EXERCISE AIM:
Answer from the pgmuvi data-loading guide:
(a) What three arrays does pgmuvi expect?
(b) In what form are the data stored internally?
(c) How does from_csv() match column names?

EXCERPTED PASSAGE:
<<<<

Loading and Preparing Data¶

This guide shows how to load observational data into pgmuvi and prepare it for fitting.

Overview ¶

pgmuvi expects data as three parallel arrays:

times — observation epochs (any consistent time unit, e.g., days, MJD).
fluxes — flux or magnitude measurements.
errors — 1-σ uncertainties on the measurements.

All three arrays must have the same length. For multiband data, each array has one row per observation across all bands (see Multiwavelength (2D) Analysis).

Creating a Lightcurve ¶

Pass the arrays directly to the constructor:

import pgmuvi
import numpy as np

times  = np.array([...])   # shape (N,)
fluxes = np.array([...])   # shape (N,)
errors = np.array([...])   # shape (N,)

lc = pgmuvi.lightcurve.Lightcurve(times, fluxes, errors)

The data are stored internally as PyTorch tensors. You can retrieve them as NumPy arrays via lc.xdata.cpu().numpy(), etc.

Loading from a File ¶

From a CSV file

from_csv() reads a CSV file directly. Column names are matched case-insensitively using common aliases, so in most cases no extra arguments are required:

import pgmuvi

lc = pgmuvi.lightcurve.Lightcurve.from_csv("my_lightcurve.csv")

For multiband CSV files that include a numeric wavelength column, pass the column name explicitly or let the method auto-detect it:

# Explicit wavelength column
lc = pgmuvi.lightcurve.Lightcurve.from_csv(
    "multiband.csv", wavelcol="wavelength_um"
)

# Or specify time and wavelength together
lc = pgmuvi.lightcurve.Lightcurve.from_csv(
    "multiband.csv", xcol=["mjd", "wavelength_um"]
)

>>>>

Data entries:
<<<<

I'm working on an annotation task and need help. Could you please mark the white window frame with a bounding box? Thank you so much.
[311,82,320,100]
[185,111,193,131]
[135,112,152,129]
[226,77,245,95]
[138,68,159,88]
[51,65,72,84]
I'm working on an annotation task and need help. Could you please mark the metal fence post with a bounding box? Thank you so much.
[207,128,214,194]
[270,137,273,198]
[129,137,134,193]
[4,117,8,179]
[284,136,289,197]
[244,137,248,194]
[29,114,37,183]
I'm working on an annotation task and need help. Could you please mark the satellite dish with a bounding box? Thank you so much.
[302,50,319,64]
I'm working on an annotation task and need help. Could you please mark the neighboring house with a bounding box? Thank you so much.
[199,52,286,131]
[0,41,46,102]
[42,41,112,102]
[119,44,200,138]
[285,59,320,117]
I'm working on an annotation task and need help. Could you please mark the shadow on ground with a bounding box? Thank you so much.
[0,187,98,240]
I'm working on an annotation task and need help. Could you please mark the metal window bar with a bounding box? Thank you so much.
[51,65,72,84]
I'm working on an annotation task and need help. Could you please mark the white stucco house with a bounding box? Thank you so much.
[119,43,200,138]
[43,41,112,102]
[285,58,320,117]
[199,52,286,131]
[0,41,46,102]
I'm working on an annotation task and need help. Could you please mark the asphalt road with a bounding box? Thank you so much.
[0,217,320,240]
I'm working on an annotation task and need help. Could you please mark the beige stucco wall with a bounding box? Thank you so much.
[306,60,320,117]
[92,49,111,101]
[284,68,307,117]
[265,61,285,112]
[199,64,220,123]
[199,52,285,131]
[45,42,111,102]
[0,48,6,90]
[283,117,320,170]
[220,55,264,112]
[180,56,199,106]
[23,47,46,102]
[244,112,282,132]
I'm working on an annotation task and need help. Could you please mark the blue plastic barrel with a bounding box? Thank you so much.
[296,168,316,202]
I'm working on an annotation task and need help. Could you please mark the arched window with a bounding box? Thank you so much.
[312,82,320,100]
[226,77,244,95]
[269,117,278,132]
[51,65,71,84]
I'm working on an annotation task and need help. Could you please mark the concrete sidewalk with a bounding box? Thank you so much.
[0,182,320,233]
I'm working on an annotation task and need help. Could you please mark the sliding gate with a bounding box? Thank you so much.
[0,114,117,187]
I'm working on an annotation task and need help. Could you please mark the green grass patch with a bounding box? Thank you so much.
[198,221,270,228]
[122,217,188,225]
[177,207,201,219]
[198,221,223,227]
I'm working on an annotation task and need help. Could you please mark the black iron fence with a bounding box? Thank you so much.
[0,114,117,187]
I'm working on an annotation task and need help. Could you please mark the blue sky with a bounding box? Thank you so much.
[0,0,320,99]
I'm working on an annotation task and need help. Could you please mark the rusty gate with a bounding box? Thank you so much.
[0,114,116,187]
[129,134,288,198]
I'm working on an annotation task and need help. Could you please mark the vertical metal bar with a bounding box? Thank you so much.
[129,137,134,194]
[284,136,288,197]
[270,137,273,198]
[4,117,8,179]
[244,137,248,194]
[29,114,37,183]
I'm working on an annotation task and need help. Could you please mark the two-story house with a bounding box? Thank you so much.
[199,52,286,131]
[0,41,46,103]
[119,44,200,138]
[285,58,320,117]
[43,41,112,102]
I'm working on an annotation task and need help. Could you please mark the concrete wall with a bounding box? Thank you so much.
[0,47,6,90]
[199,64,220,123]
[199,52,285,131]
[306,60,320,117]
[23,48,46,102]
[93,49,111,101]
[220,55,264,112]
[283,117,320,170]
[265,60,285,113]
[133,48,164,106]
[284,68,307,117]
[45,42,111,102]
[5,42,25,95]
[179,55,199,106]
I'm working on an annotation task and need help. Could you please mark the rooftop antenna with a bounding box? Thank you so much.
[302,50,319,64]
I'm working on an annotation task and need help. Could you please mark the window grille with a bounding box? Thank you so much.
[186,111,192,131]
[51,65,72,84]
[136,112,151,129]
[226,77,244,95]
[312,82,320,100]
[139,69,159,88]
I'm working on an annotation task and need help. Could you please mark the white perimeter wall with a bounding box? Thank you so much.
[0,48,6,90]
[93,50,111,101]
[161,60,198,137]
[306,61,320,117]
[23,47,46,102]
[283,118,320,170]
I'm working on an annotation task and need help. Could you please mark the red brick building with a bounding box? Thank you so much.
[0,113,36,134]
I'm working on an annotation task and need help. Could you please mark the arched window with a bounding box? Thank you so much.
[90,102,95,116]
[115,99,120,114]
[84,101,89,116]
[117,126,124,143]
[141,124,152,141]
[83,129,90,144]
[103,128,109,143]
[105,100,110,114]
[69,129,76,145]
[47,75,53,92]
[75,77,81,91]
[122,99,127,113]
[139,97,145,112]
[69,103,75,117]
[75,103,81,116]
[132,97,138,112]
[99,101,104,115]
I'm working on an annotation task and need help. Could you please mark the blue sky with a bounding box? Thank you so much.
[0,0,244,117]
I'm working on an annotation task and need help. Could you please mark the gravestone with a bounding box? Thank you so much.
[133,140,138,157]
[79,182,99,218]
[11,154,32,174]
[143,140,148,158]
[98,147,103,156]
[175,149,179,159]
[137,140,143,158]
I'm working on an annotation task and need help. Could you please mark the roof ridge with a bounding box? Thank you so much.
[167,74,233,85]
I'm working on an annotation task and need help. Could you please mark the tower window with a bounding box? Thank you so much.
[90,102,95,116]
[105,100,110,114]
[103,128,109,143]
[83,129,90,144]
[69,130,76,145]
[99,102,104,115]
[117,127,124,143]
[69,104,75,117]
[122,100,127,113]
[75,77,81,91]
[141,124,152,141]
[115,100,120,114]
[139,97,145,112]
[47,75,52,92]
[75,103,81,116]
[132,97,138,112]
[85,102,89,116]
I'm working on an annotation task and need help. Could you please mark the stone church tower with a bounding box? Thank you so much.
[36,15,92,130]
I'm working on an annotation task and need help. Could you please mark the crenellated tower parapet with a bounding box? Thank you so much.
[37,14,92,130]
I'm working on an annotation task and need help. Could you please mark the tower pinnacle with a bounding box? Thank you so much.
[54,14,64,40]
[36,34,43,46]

>>>>

FINISHED ANSWER:
(a) times, fluxes, and errors.
(b) As PyTorch tensors.
(c) Case-insensitively, using common aliases.